■ **Text block**:

[PATCH] habanalabs/gaudi: scrub all memory upon closing FD

From: Oded Gabbay
Date: Wed Nov 04 2020 - 04:39:23 EST


From: farah kassabri <fkassabri@xxxxxxxxx>

In cases of multi-tenants, administrators may want to prevent data
leakage between users running on the same device one after another.

To do that the driver can scrub the internal memory (both SRAM and
DRAM) after a user finish to use the memory.

Because in GAUDI the driver allows only one application to use the
device at a time, it can scrub the memory when user app close FD.

In future devices where we have MMU on the DRAM, we can scrub the DRAM
memory with a finer granularity (page granularity) when the user
allocates the memory.

This feature is not supported in Goya.

To allow users that want to debug their applications, we add a kernel
module parameter to load the driver with this feature disabled.

Signed-off-by: farah kassabri <fkassabri@xxxxxxxxx>
Reviewed-by: Oded Gabbay <ogabbay@xxxxxxxxxx>
Signed-off-by: Oded Gabbay <ogabbay@xxxxxxxxxx>
---
drivers/misc/habanalabs/common/context.c | 3 +
drivers/misc/habanalabs/common/habanalabs.h | 5 +
.../misc/habanalabs/common/habanalabs_drv.c | 6 +
drivers/misc/habanalabs/common/memory.c | 23 ++-
drivers/misc/habanalabs/gaudi/gaudi.c | 131 ++++++++++++++++--
drivers/misc/habanalabs/goya/goya.c | 6 +
drivers/misc/habanalabs/goya/goyaP.h | 1 +
7 files changed, 161 insertions(+), 14 deletions(-)

diff --git a/drivers/misc/habanalabs/common/context.c b/drivers/misc/habanalabs/common/context.c
index 2077bbe3606a..f65e6559149b 100644
--- a/drivers/misc/habanalabs/common/context.c
+++ b/drivers/misc/habanalabs/common/context.c
@@ -45,6 +45,9 @@ static void hl_ctx_fini(struct hl_ctx *ctx)
hl_vm_ctx_fini(ctx);
hl_asid_free(hdev, ctx->asid);

+ /* Scrub both SRAM and DRAM */
+ hdev->asic_funcs->scrub_device_mem(hdev, 0, 0);
+
if ((!hdev->pldm) && (hdev->pdev) &&
(!hdev->asic_funcs->is_device_idle(hdev,
&idle_mask, NULL)))

■ **Excerpted records**:
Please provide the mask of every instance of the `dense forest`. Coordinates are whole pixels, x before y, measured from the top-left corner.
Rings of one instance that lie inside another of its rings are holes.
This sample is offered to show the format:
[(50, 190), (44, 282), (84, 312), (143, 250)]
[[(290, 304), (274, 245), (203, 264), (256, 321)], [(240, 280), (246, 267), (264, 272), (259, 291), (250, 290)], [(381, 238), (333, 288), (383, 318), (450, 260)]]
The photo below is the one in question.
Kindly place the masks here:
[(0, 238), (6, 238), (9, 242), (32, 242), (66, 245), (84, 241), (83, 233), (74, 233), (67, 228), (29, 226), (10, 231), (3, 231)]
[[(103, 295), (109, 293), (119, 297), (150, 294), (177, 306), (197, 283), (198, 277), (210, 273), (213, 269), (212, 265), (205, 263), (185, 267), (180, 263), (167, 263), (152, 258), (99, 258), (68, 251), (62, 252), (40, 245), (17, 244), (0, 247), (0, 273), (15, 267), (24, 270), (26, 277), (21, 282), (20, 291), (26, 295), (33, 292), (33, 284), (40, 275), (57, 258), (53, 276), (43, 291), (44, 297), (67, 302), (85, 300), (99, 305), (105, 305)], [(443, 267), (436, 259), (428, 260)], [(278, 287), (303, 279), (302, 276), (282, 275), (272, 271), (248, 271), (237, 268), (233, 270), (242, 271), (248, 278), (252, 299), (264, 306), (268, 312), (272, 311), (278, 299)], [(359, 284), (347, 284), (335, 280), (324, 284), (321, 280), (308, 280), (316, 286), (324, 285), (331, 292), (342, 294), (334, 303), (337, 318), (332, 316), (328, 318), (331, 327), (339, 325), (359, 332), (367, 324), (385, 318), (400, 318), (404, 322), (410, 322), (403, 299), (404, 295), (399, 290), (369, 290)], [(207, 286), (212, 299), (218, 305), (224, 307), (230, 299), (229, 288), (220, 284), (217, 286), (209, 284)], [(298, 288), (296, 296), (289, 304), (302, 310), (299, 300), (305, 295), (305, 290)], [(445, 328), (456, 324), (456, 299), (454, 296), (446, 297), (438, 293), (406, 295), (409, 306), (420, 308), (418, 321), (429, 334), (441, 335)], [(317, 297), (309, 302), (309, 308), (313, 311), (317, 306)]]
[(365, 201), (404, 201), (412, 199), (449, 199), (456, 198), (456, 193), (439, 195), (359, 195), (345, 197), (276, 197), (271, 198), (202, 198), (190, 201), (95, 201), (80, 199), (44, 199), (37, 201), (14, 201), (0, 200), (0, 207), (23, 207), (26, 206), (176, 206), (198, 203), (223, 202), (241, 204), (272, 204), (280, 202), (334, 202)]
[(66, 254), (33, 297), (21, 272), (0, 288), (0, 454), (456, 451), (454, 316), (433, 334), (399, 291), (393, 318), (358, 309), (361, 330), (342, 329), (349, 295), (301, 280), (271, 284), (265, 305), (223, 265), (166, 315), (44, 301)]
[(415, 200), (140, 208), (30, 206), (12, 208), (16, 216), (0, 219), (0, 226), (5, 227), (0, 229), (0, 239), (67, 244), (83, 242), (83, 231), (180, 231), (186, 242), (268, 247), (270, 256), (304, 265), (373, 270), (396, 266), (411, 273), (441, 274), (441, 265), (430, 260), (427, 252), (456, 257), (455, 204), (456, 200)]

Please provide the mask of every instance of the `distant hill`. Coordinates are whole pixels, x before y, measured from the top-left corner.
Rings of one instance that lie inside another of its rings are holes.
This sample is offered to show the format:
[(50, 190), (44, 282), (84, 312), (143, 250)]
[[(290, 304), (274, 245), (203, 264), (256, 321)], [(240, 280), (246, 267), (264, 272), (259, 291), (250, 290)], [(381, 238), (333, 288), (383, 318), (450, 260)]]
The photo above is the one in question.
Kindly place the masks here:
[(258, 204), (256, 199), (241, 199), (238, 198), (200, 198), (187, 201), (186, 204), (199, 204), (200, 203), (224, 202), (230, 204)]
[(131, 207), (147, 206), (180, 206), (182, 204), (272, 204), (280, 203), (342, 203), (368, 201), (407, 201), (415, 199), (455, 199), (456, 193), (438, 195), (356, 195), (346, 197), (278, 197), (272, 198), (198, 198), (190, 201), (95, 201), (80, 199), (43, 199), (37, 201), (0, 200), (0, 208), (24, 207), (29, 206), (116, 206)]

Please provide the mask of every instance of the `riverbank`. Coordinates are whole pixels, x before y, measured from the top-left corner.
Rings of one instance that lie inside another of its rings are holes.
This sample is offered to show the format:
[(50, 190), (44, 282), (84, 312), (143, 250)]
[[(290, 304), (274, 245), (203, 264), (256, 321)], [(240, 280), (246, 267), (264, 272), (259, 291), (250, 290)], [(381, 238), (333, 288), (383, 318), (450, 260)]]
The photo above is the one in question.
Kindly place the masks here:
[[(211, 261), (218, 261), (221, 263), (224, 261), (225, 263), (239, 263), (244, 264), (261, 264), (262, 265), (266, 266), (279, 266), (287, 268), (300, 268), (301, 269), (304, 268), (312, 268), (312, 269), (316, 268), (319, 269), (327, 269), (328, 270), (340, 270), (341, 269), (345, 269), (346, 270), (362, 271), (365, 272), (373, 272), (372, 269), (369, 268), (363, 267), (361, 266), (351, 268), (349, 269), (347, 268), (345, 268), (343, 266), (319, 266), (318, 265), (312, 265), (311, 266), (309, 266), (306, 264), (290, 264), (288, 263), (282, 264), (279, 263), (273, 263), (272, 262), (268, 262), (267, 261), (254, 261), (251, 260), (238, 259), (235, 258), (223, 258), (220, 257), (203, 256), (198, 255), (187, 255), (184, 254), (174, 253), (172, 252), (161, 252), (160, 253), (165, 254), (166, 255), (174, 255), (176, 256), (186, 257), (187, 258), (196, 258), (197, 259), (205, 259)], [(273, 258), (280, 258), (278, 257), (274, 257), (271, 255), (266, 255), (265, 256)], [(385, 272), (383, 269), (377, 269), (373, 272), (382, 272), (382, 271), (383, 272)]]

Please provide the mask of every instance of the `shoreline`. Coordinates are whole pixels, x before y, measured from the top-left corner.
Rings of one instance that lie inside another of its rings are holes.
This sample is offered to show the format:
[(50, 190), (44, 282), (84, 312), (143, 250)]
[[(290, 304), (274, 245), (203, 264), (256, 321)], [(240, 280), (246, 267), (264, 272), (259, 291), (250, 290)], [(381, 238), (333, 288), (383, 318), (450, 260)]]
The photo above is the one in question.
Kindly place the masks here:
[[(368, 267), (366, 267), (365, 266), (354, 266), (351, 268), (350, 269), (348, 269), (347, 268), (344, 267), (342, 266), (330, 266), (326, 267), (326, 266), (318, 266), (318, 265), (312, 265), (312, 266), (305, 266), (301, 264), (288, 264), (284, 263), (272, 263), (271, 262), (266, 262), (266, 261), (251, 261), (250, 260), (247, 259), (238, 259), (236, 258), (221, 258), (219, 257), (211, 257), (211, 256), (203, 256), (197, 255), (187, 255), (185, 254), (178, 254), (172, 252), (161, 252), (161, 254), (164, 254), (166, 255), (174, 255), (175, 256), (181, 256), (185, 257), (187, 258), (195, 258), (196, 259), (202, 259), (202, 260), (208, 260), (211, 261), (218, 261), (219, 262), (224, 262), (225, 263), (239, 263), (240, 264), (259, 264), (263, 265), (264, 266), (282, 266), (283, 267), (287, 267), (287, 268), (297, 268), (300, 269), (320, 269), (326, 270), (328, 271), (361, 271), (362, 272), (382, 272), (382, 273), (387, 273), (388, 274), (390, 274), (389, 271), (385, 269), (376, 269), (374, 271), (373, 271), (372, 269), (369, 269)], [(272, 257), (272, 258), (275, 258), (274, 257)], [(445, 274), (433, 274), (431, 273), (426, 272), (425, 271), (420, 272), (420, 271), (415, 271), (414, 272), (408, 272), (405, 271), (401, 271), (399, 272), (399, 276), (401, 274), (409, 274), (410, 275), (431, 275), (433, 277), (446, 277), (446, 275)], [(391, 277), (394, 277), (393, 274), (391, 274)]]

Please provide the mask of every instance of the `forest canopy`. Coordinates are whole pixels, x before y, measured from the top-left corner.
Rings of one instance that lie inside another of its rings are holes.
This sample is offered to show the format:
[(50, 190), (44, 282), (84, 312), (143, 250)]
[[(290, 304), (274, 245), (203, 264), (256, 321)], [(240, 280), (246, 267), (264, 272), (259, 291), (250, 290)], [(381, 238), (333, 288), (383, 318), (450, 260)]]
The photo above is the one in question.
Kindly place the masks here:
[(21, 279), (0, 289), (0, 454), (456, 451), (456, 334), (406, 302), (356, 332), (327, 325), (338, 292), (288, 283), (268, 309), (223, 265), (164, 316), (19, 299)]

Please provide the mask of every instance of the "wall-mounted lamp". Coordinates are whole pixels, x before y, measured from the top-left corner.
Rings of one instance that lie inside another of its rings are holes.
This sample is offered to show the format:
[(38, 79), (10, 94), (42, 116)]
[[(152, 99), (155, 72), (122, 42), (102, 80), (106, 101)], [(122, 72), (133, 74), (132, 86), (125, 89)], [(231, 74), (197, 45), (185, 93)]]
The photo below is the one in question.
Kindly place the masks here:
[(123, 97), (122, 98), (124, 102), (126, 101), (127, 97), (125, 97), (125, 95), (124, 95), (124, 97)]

■ **Set of tasks**:
1 – Reproduce word for word the part of the memory-scrubbing patch above that begins at "To do that the" and ends after "app close FD.".
2 – Carry on the memory-scrubbing patch above, picking up after its last line.

■ **Task-by-task outputs**:
1 –
To do that the driver can scrub the internal memory (both SRAM and
DRAM) after a user finish to use the memory.

Because in GAUDI the driver allows only one application to use the
device at a time, it can scrub the memory when user app close FD.

2 –
diff --git a/drivers/misc/habanalabs/common/habanalabs.h b/drivers/misc/habanalabs/common/habanalabs.h
index d814ff69eb01..54600443ebc7 100644
--- a/drivers/misc/habanalabs/common/habanalabs.h
+++ b/drivers/misc/habanalabs/common/habanalabs.h
@@ -746,6 +746,7 @@ enum div_select_defs {
* dma_free_coherent(). This is ASIC function because
* its implementation is not trivial when the driver
* is loaded in simulation mode (not upstreamed).
+ * @scrub_device_mem: Scrub device memory given an address and size
* @get_int_queue_base: get the internal queue base address.
* @test_queues: run simple test on all queues for sanity check.
* @asic_dma_pool_zalloc: small DMA allocation of coherent memory from DMA pool.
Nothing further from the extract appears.